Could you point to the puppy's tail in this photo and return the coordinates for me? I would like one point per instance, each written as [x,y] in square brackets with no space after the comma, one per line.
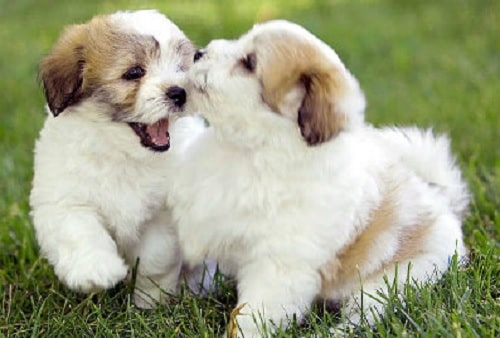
[430,157]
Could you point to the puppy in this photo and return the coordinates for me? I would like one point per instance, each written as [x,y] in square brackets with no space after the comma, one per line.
[296,195]
[99,190]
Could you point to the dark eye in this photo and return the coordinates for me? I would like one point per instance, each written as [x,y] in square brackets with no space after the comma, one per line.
[198,55]
[249,62]
[134,73]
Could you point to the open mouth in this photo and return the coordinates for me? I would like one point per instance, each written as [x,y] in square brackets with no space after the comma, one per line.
[153,136]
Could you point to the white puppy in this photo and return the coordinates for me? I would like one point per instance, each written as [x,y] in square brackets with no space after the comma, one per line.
[99,190]
[295,195]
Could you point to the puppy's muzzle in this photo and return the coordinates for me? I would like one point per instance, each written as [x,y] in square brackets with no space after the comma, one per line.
[177,96]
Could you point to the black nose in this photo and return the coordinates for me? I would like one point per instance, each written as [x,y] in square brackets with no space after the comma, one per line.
[198,55]
[177,95]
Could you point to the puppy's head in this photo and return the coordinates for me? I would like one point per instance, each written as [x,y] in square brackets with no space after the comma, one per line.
[120,68]
[283,67]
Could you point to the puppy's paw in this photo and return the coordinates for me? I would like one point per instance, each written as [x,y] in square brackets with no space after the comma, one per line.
[99,270]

◇ ◇ ◇ ◇ ◇

* **Instructions to follow**: Rewrite all the records above, swapping every "coordinates" for "locations" and keeping everything else the same. Leave out the pictures.

* **Written solution**:
Could you point to the puppy's tail in this photo and return the locations for me? I would like one point per instance, each written as [x,y] in square brackets with no space after the comma, one per line.
[430,157]
Could you point to the puppy in this photo and return the locations for me? I would like one point per instance, each written as [x,y] in square brackets with no space after the comma, one per line.
[296,195]
[99,190]
Could you point to the dark eye in this photo and return the locations for me? I would like one point per instance, each written as [x,y] in square brackets with no space after the comma, one per line.
[198,55]
[249,62]
[134,73]
Could you point to the open mouth in this photo and return the locations for me? I would like one point per instance, each written as [x,y] in square brackets with no space after the comma, one per line.
[153,136]
Could you point to the white puppy in this photo and return the locations for me? I would like one point per instance, each written as [x,y] in square brackets with no space after the comma, one per line.
[99,190]
[295,195]
Could you point to the puppy's muzzle in this photo and return the locations for me? I would like one point per instance, each written as [x,y] in square brackets with no space after the comma, one per line.
[177,96]
Could you point to the black nose in this photo and return the locations for me? I would like one point per instance, each written as [x,y] in square brackets with no space after the comma, one per line.
[198,55]
[177,95]
Could you point to the puppy's head in this photo and return the locations for me? I would like one point per instance, each written as [x,y] in square brackets with no space after the comma, one per line.
[120,68]
[283,67]
Could you point to the puppy's paw in this photo and return the locations for me? I would like one point per instance, each written as [x,y] in square brackets with no space after the comma, one per line.
[99,270]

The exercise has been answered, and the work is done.